Excerpted records below:

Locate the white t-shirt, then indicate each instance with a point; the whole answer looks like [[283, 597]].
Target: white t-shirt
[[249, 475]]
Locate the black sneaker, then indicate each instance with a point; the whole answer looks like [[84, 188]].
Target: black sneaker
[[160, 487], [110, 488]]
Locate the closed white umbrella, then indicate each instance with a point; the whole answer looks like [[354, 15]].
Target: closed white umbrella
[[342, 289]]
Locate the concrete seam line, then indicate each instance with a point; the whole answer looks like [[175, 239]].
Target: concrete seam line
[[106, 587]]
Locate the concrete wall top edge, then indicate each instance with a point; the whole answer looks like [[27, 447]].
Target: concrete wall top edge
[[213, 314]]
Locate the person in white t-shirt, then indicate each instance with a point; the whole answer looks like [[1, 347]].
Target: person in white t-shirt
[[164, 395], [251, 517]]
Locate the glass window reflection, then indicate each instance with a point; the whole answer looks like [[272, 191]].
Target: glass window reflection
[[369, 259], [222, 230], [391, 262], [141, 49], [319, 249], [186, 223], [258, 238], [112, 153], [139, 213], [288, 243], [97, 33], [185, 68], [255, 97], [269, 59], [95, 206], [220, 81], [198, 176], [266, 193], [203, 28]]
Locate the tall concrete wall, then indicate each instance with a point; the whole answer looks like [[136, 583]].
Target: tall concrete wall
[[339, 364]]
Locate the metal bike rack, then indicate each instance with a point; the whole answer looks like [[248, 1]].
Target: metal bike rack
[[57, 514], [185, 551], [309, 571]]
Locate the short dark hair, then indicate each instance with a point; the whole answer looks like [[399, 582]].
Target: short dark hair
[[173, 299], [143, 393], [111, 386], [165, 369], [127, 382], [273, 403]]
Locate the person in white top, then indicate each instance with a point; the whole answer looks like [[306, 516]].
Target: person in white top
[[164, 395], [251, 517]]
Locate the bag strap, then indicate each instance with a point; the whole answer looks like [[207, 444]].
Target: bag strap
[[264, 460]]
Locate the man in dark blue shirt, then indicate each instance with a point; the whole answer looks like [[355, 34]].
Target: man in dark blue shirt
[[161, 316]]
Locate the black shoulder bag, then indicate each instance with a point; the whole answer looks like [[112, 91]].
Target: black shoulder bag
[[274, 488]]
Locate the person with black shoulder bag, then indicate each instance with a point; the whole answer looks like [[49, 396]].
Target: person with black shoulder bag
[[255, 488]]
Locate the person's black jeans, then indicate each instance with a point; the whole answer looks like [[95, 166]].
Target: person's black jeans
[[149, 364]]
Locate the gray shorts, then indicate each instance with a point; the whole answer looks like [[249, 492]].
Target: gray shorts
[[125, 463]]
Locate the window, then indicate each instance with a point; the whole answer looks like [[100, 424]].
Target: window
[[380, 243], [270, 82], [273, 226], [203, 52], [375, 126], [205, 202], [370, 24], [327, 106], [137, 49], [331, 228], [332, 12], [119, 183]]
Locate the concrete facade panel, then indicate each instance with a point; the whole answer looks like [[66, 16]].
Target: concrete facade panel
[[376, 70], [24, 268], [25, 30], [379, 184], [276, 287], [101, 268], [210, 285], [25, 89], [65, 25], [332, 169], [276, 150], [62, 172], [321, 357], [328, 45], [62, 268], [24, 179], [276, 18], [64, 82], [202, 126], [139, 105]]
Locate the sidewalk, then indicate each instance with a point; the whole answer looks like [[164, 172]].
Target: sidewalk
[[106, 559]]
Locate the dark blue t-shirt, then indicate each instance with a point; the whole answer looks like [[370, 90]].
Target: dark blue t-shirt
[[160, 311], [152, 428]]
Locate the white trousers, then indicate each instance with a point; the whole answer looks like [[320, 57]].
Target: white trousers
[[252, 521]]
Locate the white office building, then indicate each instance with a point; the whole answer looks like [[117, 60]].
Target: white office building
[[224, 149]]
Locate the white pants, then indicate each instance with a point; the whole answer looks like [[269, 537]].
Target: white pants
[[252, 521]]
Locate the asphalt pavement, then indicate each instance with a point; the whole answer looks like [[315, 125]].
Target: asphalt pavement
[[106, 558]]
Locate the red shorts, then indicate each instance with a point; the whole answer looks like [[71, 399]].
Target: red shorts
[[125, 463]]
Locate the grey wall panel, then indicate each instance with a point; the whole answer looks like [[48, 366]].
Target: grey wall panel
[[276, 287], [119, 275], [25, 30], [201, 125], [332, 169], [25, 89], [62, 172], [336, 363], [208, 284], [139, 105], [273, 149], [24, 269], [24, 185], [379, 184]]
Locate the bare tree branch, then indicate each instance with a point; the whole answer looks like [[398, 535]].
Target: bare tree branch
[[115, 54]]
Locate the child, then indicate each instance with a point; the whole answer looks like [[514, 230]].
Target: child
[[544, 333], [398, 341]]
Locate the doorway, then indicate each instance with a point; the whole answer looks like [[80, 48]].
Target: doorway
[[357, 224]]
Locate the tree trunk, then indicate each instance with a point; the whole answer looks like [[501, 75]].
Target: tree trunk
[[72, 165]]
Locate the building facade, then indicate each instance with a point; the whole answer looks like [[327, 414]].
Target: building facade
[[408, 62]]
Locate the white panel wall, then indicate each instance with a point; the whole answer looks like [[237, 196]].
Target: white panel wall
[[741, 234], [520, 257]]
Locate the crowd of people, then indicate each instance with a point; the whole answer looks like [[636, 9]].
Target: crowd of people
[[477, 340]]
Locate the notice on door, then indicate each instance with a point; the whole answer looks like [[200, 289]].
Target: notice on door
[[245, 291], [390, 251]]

End of Excerpted records.
Excerpted records below:

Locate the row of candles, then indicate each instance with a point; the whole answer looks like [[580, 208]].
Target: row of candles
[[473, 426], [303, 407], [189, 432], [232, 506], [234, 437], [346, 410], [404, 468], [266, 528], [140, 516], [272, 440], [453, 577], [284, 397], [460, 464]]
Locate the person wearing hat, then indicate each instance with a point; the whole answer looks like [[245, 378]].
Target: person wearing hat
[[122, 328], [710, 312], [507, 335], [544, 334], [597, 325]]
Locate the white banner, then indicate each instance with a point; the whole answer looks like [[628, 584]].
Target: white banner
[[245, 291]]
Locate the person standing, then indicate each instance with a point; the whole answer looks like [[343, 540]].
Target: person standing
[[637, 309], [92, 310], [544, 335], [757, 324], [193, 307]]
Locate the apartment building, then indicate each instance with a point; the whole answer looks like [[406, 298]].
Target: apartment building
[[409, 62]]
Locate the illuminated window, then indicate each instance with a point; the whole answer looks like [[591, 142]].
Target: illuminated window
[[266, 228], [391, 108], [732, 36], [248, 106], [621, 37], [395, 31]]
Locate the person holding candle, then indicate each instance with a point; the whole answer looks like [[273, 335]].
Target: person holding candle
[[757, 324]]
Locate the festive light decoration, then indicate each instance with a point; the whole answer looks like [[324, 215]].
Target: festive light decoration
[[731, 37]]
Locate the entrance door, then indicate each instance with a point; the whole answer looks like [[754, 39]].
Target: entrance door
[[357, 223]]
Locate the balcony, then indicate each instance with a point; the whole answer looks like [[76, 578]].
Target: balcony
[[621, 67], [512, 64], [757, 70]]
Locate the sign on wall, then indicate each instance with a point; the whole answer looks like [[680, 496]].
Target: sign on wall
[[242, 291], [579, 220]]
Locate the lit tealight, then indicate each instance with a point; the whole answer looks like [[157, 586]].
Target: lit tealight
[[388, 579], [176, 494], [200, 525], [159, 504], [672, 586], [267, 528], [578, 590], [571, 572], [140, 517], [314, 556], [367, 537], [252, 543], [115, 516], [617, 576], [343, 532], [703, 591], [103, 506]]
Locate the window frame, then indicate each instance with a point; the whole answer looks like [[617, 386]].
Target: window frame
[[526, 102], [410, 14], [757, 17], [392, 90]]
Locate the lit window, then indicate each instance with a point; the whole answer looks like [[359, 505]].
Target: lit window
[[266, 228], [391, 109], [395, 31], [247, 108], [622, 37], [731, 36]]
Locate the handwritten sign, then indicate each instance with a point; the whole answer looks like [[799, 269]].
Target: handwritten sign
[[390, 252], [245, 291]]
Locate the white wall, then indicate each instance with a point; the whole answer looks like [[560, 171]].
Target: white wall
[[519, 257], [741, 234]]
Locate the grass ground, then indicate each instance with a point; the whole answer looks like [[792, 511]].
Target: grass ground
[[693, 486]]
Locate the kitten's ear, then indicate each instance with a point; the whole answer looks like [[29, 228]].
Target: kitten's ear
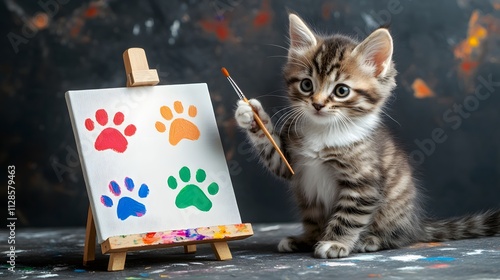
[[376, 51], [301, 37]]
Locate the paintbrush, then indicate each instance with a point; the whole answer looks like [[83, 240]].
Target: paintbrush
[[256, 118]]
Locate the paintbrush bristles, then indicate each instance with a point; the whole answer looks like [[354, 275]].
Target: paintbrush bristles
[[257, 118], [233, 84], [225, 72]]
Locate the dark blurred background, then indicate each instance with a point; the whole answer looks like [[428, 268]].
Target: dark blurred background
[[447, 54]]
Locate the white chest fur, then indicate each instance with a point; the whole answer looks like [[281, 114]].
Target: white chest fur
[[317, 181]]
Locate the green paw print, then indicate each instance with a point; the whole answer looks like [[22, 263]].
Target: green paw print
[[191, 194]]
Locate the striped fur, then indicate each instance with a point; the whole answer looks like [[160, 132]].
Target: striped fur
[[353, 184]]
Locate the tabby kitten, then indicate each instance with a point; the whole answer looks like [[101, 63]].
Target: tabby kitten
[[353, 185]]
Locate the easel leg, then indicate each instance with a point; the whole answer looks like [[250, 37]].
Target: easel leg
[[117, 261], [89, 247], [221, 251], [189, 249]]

End of Excerpted records.

* **Exercise**: Among the entries above, copy exactly only the lines starting with the one containing "Target: person's black jeans" and going through the one containing "Locate the window, then", both ends included.

* **Output of the exercise**:
Target: person's black jeans
[[149, 364]]
Locate the gray shorts, then indicate each instance with a point; the whole answer looks like [[249, 492]].
Target: gray shorts
[[125, 463]]
Locate the window, then indicate each instance with a point; the whole answer looks like [[100, 424]].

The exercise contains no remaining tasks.